**PROBLEM DETAILS**
Find "TARGET = front grille" and "TARGET = shrub" in the records below. Copy the lines holding them and every line between, exactly, and no others.

*** SUPPLIED ENTRIES Section Begins ***

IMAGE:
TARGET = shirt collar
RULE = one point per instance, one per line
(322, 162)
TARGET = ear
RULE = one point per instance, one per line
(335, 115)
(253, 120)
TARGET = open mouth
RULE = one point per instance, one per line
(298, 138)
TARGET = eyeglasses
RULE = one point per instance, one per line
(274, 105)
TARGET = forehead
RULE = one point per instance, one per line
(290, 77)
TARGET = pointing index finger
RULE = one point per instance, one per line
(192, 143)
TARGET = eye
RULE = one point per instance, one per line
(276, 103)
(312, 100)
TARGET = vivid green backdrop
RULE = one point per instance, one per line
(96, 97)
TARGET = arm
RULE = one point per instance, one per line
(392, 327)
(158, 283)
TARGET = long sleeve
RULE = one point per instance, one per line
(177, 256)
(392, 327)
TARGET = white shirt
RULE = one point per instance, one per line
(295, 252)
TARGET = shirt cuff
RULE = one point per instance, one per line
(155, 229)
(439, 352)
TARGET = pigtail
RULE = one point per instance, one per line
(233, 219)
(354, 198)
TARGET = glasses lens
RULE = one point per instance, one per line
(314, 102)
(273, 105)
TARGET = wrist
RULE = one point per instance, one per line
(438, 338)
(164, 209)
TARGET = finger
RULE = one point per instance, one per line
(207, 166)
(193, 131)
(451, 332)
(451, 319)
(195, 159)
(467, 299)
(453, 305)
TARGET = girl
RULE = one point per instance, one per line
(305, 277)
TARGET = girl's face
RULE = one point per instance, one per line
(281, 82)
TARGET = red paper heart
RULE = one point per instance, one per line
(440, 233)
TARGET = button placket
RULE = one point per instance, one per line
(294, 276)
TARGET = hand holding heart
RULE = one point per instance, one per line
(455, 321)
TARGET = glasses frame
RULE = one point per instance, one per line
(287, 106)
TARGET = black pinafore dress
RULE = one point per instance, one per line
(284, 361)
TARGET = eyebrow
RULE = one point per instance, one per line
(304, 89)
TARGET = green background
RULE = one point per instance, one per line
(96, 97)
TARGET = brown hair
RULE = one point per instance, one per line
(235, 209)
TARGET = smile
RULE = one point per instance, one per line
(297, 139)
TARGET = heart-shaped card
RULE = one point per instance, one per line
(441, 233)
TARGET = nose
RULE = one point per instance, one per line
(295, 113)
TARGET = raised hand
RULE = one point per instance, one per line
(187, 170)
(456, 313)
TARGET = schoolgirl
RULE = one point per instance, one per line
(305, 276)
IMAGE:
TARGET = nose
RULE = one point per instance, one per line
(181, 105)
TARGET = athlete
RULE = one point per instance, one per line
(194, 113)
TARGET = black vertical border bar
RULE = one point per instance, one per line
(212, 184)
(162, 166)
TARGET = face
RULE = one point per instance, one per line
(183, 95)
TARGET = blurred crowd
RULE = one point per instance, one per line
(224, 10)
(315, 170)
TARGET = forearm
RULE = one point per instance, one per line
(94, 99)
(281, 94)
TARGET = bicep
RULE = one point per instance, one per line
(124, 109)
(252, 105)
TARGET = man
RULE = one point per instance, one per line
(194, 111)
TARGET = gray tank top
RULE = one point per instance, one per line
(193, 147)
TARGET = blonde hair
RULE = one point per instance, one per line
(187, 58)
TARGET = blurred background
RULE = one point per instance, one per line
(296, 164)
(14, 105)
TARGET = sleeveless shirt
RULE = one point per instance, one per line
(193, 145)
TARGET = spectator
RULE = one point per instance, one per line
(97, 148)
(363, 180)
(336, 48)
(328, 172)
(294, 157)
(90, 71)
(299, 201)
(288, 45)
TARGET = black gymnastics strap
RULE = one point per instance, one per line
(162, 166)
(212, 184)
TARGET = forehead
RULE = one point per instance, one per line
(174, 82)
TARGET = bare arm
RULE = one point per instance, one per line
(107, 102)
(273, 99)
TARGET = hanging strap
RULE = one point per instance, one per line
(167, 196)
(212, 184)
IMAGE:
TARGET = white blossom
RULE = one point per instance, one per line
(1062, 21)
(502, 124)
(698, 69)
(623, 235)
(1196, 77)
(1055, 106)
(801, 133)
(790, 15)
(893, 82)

*** SUPPLIED ENTRIES Section Ends ***
*** SUPPLIED ENTRIES Section Begins ***

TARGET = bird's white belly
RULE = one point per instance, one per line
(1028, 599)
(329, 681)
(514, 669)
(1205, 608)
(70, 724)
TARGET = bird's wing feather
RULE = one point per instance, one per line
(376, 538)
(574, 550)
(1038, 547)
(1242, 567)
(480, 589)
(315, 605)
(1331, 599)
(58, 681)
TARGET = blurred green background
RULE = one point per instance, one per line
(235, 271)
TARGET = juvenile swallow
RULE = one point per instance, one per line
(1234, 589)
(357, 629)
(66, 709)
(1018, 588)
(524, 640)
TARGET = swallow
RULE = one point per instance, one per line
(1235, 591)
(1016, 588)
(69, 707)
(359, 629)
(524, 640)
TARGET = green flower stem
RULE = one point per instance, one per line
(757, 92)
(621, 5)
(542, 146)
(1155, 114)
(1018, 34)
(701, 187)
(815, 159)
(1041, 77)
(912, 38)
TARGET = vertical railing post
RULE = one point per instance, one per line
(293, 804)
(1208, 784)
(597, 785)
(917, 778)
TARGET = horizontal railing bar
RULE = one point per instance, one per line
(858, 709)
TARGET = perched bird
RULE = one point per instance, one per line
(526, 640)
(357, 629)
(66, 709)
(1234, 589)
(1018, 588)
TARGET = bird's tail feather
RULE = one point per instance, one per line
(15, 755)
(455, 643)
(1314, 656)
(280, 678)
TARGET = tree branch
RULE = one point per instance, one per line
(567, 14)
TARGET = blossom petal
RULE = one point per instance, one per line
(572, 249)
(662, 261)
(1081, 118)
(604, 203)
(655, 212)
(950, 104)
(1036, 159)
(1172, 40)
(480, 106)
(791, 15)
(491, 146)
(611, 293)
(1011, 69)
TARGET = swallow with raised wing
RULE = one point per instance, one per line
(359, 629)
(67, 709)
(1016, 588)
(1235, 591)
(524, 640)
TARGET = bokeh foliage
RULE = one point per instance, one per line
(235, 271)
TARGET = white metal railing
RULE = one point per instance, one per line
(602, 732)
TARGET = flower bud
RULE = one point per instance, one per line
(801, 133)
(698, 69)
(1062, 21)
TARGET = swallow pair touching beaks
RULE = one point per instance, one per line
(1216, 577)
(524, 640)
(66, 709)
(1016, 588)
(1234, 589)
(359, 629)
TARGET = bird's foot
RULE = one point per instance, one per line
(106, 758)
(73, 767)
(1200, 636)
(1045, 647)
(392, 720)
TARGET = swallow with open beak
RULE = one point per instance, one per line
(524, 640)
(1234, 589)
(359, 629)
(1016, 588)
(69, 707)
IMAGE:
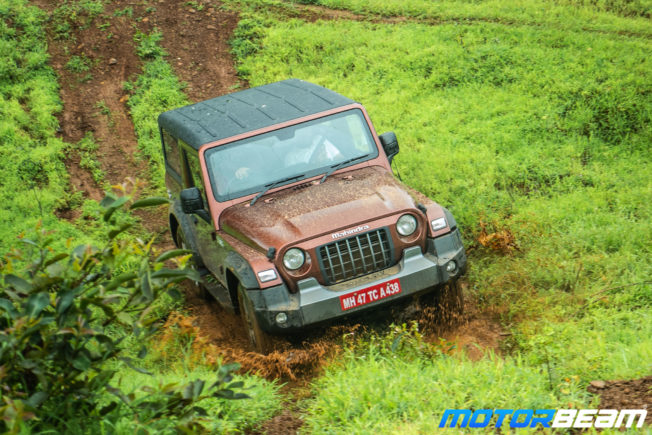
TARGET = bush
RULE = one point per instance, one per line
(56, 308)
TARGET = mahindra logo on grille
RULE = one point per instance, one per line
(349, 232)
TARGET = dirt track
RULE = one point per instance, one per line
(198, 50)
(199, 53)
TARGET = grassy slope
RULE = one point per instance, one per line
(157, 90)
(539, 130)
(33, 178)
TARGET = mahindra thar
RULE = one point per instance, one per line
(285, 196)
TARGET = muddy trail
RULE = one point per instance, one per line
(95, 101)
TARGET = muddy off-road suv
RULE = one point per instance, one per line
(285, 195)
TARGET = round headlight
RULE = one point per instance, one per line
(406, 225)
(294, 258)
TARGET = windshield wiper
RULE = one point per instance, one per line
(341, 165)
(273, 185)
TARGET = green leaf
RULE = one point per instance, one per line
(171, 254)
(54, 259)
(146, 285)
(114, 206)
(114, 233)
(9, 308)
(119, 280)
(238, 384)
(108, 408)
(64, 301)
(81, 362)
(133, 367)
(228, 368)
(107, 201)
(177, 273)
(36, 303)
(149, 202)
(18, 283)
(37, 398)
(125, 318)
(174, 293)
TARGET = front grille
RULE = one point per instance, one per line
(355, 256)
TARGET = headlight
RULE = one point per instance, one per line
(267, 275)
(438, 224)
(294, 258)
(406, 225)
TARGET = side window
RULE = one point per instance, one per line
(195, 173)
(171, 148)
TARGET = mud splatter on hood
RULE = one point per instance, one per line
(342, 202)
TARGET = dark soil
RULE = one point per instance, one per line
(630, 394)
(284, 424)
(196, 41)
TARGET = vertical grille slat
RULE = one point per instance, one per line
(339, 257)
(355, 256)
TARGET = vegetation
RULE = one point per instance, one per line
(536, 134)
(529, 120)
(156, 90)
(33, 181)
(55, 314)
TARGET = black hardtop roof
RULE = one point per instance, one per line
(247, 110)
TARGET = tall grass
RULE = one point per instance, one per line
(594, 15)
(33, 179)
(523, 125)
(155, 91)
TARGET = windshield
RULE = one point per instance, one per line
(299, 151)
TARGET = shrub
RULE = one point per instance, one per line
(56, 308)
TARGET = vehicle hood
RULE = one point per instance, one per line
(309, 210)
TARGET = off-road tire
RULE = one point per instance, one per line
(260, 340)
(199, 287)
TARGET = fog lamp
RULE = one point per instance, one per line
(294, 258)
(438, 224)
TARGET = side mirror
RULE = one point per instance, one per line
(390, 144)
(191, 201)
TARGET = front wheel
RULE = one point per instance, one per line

*** SUPPLIED ENTRIES Section Ends ***

**COMPLETED EXERCISE**
TARGET = front grille
RULE = one point per instance, one per line
(355, 256)
TARGET = headlight
RULE = one point per instance, one per line
(267, 275)
(438, 224)
(294, 258)
(406, 225)
TARGET = side window
RULE = one point per instance, one per line
(195, 173)
(171, 148)
TARGET = mud splatter on hood
RULE = one point per instance, one per line
(342, 202)
TARGET = dark soil
RULE = one point per instance, one per line
(630, 394)
(284, 424)
(196, 41)
TARGET = vertical grille slat
RULE = one point per instance, one per line
(339, 257)
(355, 256)
TARGET = vegetation
RULE = one point per instance, one per line
(536, 134)
(529, 120)
(156, 90)
(33, 181)
(55, 314)
TARGET = black hardtop roof
RULE = one point per instance, one per line
(247, 110)
TARGET = tall grass
RULE = one point per instance, one per line
(594, 15)
(33, 179)
(523, 125)
(155, 91)
TARGET = windshield
RULE = one point per instance, one per line
(299, 151)
TARGET = shrub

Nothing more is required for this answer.